▶ _What is being asked_: All lines from the one with "Target: sidewalk" to the end need to be copied exactly, with nothing before them.

▶ _Task material_:
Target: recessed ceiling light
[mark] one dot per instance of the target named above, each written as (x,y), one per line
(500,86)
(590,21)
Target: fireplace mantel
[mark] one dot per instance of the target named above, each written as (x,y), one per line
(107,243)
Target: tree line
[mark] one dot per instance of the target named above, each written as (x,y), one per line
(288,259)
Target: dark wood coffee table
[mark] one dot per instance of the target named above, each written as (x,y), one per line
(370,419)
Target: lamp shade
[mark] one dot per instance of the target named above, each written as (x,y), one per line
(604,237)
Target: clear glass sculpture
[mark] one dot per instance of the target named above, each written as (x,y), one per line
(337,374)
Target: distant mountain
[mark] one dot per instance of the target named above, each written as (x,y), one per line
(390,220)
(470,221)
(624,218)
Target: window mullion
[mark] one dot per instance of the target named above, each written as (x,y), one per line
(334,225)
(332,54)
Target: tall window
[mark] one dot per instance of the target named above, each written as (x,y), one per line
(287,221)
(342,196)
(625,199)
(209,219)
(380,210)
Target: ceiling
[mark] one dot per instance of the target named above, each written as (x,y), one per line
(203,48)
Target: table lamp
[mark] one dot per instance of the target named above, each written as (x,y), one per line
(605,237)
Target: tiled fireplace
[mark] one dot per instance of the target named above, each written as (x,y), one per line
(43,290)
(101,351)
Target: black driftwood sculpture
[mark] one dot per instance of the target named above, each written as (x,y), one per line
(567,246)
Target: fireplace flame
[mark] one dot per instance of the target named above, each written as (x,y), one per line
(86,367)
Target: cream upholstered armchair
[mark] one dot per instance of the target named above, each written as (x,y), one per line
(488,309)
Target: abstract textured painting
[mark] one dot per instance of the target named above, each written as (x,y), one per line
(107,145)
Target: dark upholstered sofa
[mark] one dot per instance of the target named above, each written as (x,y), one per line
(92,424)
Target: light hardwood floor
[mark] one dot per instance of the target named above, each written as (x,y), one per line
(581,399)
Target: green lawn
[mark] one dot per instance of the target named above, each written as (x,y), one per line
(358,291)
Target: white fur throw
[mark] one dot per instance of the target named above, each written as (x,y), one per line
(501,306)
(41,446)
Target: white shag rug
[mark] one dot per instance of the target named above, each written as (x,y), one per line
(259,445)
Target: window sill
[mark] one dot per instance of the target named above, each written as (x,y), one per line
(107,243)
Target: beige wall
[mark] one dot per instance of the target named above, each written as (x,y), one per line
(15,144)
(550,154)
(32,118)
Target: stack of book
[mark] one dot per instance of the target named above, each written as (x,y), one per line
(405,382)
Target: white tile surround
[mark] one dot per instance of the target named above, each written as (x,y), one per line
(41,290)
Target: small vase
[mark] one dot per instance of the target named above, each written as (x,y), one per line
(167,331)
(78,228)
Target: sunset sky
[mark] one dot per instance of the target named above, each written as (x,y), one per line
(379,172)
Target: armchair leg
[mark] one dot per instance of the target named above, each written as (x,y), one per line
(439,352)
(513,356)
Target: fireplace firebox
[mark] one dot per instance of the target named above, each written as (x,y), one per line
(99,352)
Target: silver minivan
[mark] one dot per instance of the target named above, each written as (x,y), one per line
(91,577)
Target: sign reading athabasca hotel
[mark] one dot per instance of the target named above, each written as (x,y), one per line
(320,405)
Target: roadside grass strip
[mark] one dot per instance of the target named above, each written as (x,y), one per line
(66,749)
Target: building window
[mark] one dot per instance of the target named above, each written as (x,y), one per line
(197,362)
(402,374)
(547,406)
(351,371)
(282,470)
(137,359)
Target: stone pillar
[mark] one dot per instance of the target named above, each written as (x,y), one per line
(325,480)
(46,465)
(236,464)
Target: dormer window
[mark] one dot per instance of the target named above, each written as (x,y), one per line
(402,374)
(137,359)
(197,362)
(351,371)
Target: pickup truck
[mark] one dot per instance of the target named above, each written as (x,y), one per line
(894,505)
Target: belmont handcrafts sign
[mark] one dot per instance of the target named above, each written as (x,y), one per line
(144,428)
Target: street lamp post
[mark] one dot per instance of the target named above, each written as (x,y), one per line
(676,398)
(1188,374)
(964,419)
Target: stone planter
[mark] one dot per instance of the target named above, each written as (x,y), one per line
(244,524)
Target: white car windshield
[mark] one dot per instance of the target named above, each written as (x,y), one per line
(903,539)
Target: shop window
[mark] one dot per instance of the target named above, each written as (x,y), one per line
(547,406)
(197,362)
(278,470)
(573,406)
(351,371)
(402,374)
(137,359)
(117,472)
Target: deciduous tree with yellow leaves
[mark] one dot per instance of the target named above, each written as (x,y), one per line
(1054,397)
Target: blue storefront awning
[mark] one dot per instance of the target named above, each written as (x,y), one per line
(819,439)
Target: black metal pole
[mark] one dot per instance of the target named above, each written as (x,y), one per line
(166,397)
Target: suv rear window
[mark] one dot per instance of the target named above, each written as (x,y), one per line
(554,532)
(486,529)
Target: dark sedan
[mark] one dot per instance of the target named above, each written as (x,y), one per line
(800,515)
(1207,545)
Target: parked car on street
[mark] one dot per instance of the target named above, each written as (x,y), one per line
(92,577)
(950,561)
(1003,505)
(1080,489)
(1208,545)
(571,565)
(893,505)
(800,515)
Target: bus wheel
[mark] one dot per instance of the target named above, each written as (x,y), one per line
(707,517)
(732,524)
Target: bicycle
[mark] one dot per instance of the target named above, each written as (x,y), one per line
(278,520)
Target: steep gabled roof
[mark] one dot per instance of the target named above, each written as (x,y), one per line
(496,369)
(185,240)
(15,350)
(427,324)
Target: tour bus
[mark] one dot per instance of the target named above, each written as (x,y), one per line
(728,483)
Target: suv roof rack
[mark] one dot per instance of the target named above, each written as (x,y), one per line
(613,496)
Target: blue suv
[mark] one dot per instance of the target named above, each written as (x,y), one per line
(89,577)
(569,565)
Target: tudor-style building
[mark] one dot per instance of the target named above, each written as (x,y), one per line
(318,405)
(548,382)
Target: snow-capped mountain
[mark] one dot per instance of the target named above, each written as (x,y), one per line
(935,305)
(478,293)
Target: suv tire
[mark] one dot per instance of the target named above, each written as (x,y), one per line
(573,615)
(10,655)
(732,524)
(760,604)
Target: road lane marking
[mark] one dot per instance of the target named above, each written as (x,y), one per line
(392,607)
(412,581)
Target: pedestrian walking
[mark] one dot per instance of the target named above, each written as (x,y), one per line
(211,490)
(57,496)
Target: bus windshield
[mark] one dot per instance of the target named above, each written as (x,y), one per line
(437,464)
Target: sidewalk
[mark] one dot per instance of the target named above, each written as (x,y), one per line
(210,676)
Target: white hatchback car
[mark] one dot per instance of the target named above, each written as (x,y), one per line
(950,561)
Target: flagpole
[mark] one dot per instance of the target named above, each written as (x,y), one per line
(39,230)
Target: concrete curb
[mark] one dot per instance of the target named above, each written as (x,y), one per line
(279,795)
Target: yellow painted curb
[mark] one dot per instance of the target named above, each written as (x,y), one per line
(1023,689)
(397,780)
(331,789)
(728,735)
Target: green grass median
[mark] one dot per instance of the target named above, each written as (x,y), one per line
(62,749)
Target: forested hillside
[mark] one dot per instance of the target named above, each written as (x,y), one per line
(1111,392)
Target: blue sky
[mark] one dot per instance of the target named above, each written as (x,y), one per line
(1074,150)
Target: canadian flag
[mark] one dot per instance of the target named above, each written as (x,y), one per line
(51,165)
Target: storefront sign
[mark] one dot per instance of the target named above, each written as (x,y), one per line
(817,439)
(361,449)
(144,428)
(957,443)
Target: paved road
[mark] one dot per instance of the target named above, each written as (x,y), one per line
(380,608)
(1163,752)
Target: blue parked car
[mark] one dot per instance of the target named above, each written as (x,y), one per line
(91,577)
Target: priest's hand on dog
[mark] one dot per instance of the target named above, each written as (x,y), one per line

▶ _Answer to the exercise_:
Target: sidewalk
[mark] one dot per instance of the target named above, each written as (x,y), one per line
(210,676)
Target: white hatchback car
[mark] one dot per instance of the target named above, each written as (x,y), one per line
(950,561)
Target: flagpole
[mark] one dot per instance of the target named above, each written as (x,y), one per line
(39,230)
Target: concrete curb
[mark] one dot per instance of the target named above, each written as (x,y), one per line
(279,795)
Target: yellow painted curb
[mark] one dot per instance of the target named above, each written as (x,y), one per line
(1023,689)
(397,780)
(331,789)
(728,735)
Target: green grass median
[mark] one dot per instance of the target named above, each written as (x,y), one per line
(62,749)
Target: forested hillside
[mark] one dot per instance of the target named above, each written as (x,y), one per line
(1111,392)
Target: blue sky
[mark] one dot per instance of the target named above, each written as (x,y), one per line
(1074,150)
Target: canadian flag
[mark] one dot per instance of the target named above, each written as (x,y), one per line
(51,165)
Target: storefront sign
[mark] one dot per instance of the target named above, each written as (x,y), one per line
(817,439)
(361,449)
(144,428)
(957,443)
Target: paved road
[mark] one dot per instance of the target named above, each written as (x,y), one per line
(380,608)
(1163,752)
Target: blue parked car
[mark] one dot per instance of the target named above, each written as (x,y), one per line
(91,577)
Target: priest's hand on dog
[mark] one dot per instance of the target named above, each written as (x,y), one per line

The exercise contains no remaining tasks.